====== PROVIDED RECORDS

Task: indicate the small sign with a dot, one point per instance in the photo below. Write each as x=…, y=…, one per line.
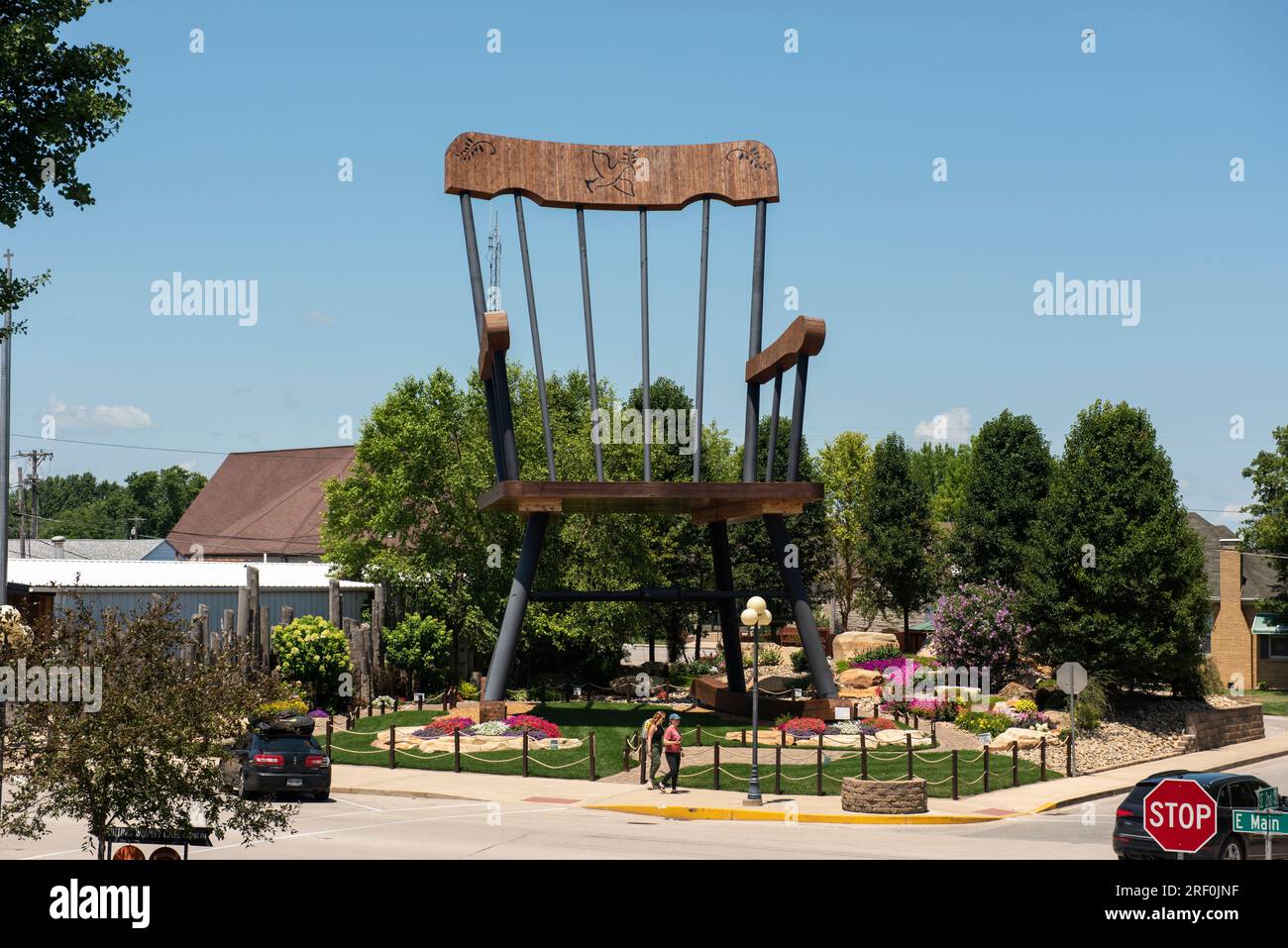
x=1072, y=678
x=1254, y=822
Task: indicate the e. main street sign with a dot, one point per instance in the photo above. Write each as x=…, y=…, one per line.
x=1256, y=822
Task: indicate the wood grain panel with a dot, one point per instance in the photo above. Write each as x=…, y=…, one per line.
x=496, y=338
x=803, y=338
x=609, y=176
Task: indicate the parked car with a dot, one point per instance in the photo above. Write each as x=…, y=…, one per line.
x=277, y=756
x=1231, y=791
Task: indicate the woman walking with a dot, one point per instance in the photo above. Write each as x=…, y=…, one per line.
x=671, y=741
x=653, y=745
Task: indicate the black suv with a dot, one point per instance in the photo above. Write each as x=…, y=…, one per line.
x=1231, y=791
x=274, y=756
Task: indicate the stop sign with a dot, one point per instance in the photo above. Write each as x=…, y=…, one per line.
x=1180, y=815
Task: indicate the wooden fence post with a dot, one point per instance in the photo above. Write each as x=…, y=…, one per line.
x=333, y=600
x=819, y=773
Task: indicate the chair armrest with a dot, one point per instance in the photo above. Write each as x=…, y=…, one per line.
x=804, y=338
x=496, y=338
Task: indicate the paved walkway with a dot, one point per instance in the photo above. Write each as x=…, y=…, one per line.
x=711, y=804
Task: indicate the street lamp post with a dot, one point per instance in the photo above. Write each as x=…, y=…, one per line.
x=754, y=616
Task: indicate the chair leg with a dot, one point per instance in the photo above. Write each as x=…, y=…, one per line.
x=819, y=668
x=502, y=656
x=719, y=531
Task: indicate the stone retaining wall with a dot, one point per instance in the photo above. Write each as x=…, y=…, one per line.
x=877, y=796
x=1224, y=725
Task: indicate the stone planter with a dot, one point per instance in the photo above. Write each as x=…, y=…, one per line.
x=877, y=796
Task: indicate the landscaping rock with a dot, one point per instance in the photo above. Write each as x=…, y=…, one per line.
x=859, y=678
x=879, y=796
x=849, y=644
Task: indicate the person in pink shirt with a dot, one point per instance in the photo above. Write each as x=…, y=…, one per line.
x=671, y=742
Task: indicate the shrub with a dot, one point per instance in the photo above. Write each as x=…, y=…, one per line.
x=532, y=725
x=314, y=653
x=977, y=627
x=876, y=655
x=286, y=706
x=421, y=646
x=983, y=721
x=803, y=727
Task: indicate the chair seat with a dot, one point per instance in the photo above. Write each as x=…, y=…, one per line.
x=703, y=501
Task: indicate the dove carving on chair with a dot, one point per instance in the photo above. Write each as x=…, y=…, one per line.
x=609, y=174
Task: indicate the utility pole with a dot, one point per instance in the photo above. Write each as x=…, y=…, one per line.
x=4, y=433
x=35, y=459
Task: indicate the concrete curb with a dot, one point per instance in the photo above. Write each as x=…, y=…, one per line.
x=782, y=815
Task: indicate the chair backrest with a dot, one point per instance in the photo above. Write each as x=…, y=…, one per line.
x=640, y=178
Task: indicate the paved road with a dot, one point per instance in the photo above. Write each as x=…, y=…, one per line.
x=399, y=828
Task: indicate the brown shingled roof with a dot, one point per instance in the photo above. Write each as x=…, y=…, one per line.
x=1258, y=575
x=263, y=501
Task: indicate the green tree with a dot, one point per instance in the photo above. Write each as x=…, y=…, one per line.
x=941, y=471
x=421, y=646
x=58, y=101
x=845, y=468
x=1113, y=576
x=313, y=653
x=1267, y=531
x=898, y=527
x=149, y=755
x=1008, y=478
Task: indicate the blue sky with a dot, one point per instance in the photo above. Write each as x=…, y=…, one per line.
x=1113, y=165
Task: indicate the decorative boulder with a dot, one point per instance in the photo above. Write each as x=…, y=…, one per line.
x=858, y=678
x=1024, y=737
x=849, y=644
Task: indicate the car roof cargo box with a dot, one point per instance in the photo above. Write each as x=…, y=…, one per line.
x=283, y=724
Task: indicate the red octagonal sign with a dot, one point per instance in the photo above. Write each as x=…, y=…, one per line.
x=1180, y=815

============
====== PROVIDED RECORDS

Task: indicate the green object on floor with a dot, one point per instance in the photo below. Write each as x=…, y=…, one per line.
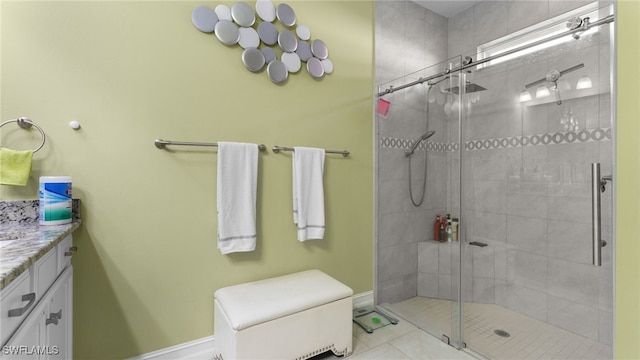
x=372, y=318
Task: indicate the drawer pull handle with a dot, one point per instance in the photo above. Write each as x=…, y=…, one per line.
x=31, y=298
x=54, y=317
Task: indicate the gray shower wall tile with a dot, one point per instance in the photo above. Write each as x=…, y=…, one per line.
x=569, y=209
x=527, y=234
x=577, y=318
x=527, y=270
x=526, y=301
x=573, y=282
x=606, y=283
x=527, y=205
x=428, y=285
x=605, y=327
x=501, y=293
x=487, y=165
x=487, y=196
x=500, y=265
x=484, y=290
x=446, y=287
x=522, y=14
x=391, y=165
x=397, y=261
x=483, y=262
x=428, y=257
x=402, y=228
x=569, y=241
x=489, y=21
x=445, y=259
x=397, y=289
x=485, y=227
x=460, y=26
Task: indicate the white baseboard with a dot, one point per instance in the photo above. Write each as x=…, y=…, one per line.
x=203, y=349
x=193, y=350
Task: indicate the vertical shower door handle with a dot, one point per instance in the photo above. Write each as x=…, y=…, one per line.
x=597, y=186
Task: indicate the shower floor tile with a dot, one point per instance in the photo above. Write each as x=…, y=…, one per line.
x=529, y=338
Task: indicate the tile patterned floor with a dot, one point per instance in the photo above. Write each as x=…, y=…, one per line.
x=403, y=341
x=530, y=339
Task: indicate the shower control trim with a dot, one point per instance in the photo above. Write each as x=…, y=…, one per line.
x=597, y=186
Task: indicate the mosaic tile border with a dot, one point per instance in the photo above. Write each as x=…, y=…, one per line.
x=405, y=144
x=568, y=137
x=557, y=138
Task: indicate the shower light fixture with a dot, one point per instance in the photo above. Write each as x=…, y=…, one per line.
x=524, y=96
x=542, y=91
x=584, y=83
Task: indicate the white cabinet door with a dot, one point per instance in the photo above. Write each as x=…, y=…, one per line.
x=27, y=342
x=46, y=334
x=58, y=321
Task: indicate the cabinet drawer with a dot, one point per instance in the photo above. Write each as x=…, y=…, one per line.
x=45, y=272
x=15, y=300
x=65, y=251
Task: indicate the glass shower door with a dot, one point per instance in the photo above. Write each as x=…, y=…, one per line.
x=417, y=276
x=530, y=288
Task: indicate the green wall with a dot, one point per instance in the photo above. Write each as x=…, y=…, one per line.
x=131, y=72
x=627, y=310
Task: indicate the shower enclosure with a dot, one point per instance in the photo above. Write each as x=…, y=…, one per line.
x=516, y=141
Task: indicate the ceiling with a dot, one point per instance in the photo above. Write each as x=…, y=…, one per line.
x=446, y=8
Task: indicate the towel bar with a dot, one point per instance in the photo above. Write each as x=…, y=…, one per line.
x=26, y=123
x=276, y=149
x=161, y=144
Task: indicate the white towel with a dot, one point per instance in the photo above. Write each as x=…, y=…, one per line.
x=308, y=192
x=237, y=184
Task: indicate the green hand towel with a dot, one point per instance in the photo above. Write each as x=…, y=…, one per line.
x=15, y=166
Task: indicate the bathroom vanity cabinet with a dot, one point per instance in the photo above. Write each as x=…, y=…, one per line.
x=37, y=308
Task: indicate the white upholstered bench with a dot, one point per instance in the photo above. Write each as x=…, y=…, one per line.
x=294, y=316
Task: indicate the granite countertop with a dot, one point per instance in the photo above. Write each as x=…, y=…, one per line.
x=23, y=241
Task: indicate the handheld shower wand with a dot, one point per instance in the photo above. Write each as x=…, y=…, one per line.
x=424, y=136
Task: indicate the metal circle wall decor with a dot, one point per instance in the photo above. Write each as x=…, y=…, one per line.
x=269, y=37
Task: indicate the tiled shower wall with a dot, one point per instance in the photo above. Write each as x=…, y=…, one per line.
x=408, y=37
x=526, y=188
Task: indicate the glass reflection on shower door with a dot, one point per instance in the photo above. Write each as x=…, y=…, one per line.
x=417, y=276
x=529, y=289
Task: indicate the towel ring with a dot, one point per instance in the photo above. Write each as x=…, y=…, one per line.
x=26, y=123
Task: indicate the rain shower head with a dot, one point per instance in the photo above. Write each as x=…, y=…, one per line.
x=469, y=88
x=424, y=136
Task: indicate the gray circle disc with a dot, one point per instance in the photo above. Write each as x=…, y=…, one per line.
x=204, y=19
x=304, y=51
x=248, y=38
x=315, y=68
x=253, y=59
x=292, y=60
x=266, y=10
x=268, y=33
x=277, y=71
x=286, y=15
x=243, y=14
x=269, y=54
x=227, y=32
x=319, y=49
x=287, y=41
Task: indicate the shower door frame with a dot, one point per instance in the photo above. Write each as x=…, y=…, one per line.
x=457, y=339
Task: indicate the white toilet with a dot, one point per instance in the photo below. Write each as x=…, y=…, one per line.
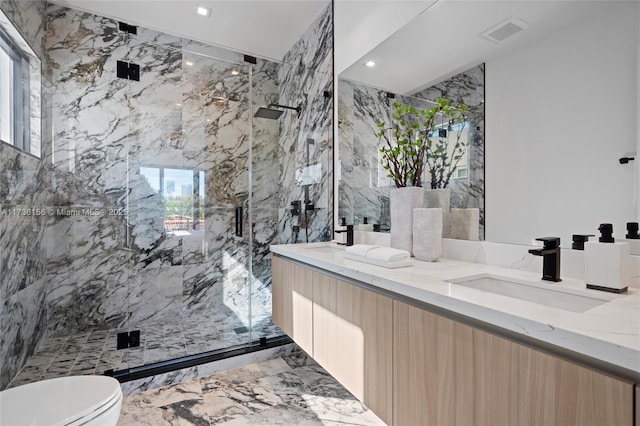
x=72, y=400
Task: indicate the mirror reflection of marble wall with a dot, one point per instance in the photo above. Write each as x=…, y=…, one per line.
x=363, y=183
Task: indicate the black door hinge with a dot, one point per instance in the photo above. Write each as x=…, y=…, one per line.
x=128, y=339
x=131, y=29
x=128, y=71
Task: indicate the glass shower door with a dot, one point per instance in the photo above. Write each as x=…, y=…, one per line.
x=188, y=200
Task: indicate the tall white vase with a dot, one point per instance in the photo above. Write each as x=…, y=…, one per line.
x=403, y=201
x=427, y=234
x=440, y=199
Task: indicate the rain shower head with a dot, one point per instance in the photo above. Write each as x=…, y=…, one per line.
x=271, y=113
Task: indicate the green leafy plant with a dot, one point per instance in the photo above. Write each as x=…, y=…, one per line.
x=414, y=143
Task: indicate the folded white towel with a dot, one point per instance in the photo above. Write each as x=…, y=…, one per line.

============

Only the lines above starting with the line with "Task: indicate the white toilet" and going on through the line with "Task: indicate the folded" belong in the answer; repeat them exactly, minus any picture.

Task: indicate the white toilet with a dot, one point per instance in the photo below. Write each as x=…, y=…, one per line.
x=72, y=400
Task: indicate the mirror reflection of marble wall with a dot, one point per instance in the photo above. Write each as x=…, y=…, one per line.
x=363, y=183
Task: indicate the black door hinge with a dot, one point per instance in the photo above. Write each as x=…, y=…, one per line.
x=128, y=339
x=131, y=29
x=128, y=71
Task: indicate the glass shower door with a dot, one point per instance in the photo above. Write each as x=…, y=…, one per line.
x=188, y=200
Task: indicate the tall white vase with a dot, one point per instance in the photo above. Write each as x=…, y=…, one per line.
x=403, y=201
x=427, y=234
x=440, y=199
Task: indicate the rain shower head with a dot, one point per instance in the photo above. Write each as x=…, y=…, one per line.
x=271, y=113
Task: indicate the green leafy plant with a dot, one point per instance in the photo above. Write each as x=…, y=…, one per line.
x=414, y=143
Task: indicate the folded white towel with a dot, one point per instance in the photo above. Write each as x=…, y=…, one per line.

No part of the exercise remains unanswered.